GIVEN TASK A — In the records below, turn everything from the line containing "Give the segmentation of every instance of the gold" down to and including the line containing "List every instance of the gold" into a numbered list, leaving out any blank lines.

┄┄┄┄┄┄┄┄┄┄┄┄┄┄┄┄┄┄┄┄

# Data Processing

#### Data is the most important element of Machine Learning Industry. Given a large and diverse set of training data, a good deep learning model will significantly outperform non-deep learning algorithms.


# Getting Started with NumPy

#### The majority of neural networks use input data that is either numeric or has been converted to a numeric form. When we deal with numeric data, the best Python library to use is NumPy. The NumPy library allows us to perform many operations on numeric data, and convert the data to more usable forms.
#### And NumPy aims to provide an array object that is up to **50x faster** than traditional Python lists.
### Its a commone practice to import NumPy **alias** with **np** Like
> import **numpy** as **np**

# NumPy Arrays

#### NumPy arrays are basically just Python lists with added features. In fact, you can easily convert a Python list to a Numpy array using the np.array function, which takes in a Python list as its required argument.
#### The function also has quite a few keyword arguments, but the main one to know is **dtype**.
#### The function **np.array** perfoms **upcasting**. **If the array contains elements of different data types, all the elements are cast into the largest type (a process known as upcasting)**
#### The dtype keyword argument takes in a NumPy type and manually casts the array to the specified type.

In [1]:
import numpy as np

arr = np.array([[0, 1, 2], [3, 4, 5]],
               dtype=np.float32)
print(repr(arr))

array([[0., 1., 2.],
       [3., 4., 5.]], dtype=float32)


## Copying

In [2]:
a = np.array([0, 1])
b = np.array([9, 8])
c = a
print('Array a: {}'.format(repr(a)))
c[0] = 5
print('Array a: {}'.format(repr(a)))

d = b.copy()
d[0] = 6
print('Array b: {}'.format(repr(b)))

Array a: array([0, 1])
Array a: array([5, 1])
Array b: array([9, 8])


## Casting

In [3]:
arr = np.array([0, 1, 2])
print(arr.dtype)
arr = arr.astype(np.float32)
print(arr.dtype)

int64
float32


## NaN & Infinity

* Note that np.nan cannot take on an integer type.
* Note that np.inf cannot take on an integer type.
### Try it by uncommenting and commenting the code chunks

In [4]:
# NaN
# arr = np.array([np.nan, 1, 2])
# print(repr(arr))

# arr = np.array([np.nan, 'abc'])
# print(repr(arr))

┄┄┄┄┄┄┄┄┄┄┄┄┄┄┄┄┄┄┄┄

GIVEN TASK B — Extend the NumPy tutorial above, picking up right after its last line.

THE DATA —
┄┄┄┄┄┄┄┄┄┄┄┄┄┄┄┄┄┄┄┄

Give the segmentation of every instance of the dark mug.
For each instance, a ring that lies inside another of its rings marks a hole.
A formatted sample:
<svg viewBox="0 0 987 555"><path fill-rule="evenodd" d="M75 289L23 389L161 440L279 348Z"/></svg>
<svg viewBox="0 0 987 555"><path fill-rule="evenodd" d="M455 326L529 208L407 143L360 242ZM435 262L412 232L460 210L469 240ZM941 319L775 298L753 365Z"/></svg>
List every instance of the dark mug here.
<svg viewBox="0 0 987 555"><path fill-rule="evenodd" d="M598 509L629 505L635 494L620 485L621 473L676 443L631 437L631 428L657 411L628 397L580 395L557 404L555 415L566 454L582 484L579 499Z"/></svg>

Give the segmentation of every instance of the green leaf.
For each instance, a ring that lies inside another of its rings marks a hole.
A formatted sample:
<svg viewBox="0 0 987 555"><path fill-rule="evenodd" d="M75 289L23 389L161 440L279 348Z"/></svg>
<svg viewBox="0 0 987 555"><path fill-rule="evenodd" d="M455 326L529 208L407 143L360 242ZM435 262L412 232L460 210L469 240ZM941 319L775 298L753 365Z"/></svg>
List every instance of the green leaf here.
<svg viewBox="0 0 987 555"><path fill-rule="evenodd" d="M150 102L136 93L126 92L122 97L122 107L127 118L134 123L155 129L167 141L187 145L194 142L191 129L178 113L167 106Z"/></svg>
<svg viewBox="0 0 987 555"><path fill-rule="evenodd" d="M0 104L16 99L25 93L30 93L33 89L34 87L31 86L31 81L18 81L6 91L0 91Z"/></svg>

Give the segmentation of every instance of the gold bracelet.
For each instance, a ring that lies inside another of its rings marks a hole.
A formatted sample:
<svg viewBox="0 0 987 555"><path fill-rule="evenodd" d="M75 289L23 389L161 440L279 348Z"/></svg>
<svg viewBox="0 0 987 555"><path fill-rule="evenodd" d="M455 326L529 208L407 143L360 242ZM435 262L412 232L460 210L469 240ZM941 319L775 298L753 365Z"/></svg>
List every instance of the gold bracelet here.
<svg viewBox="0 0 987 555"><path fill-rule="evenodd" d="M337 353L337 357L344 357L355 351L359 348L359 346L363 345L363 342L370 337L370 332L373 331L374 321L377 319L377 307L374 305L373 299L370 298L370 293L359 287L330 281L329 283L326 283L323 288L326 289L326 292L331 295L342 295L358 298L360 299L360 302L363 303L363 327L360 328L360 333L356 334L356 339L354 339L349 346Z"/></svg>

┄┄┄┄┄┄┄┄┄┄┄┄┄┄┄┄┄┄┄┄

WRITTEN REPLY A —
1. Give the segmentation of every instance of the gold bracelet.
2. For each instance, a ring that lies inside another of its rings marks a hole.
3. A formatted sample:
4. <svg viewBox="0 0 987 555"><path fill-rule="evenodd" d="M75 289L23 389L161 440L279 348Z"/></svg>
5. <svg viewBox="0 0 987 555"><path fill-rule="evenodd" d="M455 326L529 208L407 143L360 242ZM435 262L412 232L460 210L469 240ZM941 319L775 298L753 365Z"/></svg>
6. List every instance of the gold bracelet here.

WRITTEN REPLY B —
# Will result in a ValueError
# np.array([np.nan, 1, 2], dtype=np.int32)


# # # # Infinity
# print(np.inf > 1000000)

# arr = np.array([np.inf, 5])
# print(repr(arr))

# arr = np.array([-np.inf, 1])
# print(repr(arr))

# # Will result in an OverflowError
# np.array([np.inf, 3], dtype=np.int32)

# Dimensions in Arrays

#### A dimension in arrays is one level of array depth (nested arrays).
### 0-D Arrays
#### 0-D arrays, or Scalars, are the elements in an array. Each value in an array is a 0-D array.
### 1-D Arrays
#### An array that has 0-D arrays as its elements is called uni-dimensional or 1-D array.
**These are the most common and basic arrays.**
### 2-D Arrays
#### An array that has 1-D arrays as its elements is called a 2-D array.
**These are often used to represent matrix or 2nd order tensors.**
>NumPy has a whole sub module dedicated towards matrix operations called numpy.mat
### 3-D arrays
#### An array that has 2-D arrays (matrices) as its elements is called 3-D array.
**These are often used to represent a 3rd order tensor.** 
### Check Number of Dimensions?
#### NumPy Arrays provides the **ndim** attribute that returns an integer that tells us how many dimensions the array have.

In [5]:
# importing numpy and alias as np
import numpy as np

# 0-D 
d= np.array(42)
print("0-D numpy array {}\n".format(d))

# 1-D
D = np.array([1, 2, 3])
print("1-D numpy array {}\n".format(D))

# 2-D
DD = np.array([[1, 2, 4], [3, 4, 5]])
print("2-D numpy array {}\n".format(DD))

# 3-D
DDD = np.array([[[1, 2, 3], [3, 4, 5]], [[6, 7, 8], [9, 10, 11]]])
print("3-D numpy array {}\n".format(DDD))

# Check Number of Dimensions?
print("The dimensions of DDD is {}\n".format(DDD.ndim))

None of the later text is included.